*GIVEN PASSAGE*:
Others suggested that her interest derived mainly from a deluded hope
that through his system or his personal influence, she might be physically
healed. Still others decry the fact
that she had fallen under the spell of Gurdjeff’s malign “Rasputin-like” magnetism,
which she was too ill to resist (yet her interest in Gurdjieff’s ideas
pre-dated her encounter with the man).
The main perpetrators of this view were the journalists who flocked like
vultures to the Prieuré after her death, and her own husband, who, years later,
contradicted the statements he had previously made about Katherine’s sojourn
there. By then it had become common
knowledge that Katherine had not died of galloping TB, but had been “killed” by
Gurdjieff. Katherine’s dear friend,
D. H. Lawrence, also added his contribution to this distorted vision
of the facts, not only in a short story, entitled “Mother and Daughter,” in
which he cast both Gurdjieff and Mansfield in a sickly light, but in numerous
bilious attacks on Gurdjieff, although he had never met the man. Such ideas, however, contradict the evidence
which is readily available to anyone willing to peruse her diaries and letters
from 1918 until her death in 1923. (2)

*YOUR TASKS*:
[a] In the passage about Katherine Mansfield and Gurdjieff, duplicate the part that opens with the words containing "The main perpetrators" and closes with "in 1923. (2)".
[b] Answer these questions from the passage about Katherine Mansfield and Gurdjieff:
(i) In what year did Katherine die?
(ii) What is the title of the short story by D. H. Lawrence that is mentioned?
(iii) Who flocked like vultures to the Prieuré after her death?

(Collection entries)
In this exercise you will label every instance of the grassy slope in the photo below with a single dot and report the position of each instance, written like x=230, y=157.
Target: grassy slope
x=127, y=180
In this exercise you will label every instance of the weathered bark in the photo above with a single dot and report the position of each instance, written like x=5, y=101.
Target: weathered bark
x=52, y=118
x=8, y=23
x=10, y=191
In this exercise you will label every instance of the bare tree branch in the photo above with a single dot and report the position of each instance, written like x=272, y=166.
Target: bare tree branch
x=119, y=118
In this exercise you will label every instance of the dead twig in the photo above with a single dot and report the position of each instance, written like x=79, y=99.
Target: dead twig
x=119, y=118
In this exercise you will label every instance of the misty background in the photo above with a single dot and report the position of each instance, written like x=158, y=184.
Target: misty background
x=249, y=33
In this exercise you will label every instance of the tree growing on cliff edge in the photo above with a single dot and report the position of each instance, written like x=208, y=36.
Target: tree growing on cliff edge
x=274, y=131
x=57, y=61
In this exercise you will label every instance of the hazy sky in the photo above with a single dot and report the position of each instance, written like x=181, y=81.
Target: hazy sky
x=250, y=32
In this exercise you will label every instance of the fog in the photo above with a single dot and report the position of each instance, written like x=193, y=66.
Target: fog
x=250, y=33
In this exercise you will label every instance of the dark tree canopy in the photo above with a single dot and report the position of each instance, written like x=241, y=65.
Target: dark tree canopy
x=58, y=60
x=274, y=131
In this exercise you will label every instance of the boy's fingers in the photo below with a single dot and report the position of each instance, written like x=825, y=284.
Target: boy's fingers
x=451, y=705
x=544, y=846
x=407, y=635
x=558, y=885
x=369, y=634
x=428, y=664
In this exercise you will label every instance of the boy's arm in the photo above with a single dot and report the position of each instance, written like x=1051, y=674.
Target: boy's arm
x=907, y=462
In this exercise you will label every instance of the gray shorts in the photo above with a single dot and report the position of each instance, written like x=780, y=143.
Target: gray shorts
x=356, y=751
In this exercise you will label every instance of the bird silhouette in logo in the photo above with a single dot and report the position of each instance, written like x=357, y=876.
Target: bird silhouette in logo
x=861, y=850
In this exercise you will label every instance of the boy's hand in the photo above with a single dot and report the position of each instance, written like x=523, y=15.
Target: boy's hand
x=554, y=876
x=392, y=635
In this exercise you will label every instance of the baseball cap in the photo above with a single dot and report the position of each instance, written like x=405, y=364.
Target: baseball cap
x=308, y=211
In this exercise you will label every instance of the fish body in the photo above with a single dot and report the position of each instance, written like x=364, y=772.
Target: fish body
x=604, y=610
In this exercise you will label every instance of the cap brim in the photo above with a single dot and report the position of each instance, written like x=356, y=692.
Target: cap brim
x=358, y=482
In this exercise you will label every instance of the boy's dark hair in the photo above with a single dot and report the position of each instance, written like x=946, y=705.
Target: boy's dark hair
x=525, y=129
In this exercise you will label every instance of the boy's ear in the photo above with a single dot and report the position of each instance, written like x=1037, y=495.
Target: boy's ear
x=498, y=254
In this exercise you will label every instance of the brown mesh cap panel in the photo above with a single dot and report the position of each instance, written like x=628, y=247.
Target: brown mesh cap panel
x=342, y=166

*RESPONSES IN ORDER*:
[a]
The main perpetrators of this view were the journalists who flocked like
vultures to the Prieuré after her death, and her own husband, who, years later,
contradicted the statements he had previously made about Katherine’s sojourn
there. By then it had become common
knowledge that Katherine had not died of galloping TB, but had been “killed” by
Gurdjieff. Katherine’s dear friend,
D. H. Lawrence, also added his contribution to this distorted vision
of the facts, not only in a short story, entitled “Mother and Daughter,” in
which he cast both Gurdjieff and Mansfield in a sickly light, but in numerous
bilious attacks on Gurdjieff, although he had never met the man. Such ideas, however, contradict the evidence
which is readily available to anyone willing to peruse her diaries and letters
from 1918 until her death in 1923. (2)

[b]
(i) 1923
(ii) "Mother and Daughter"
(iii) The journalists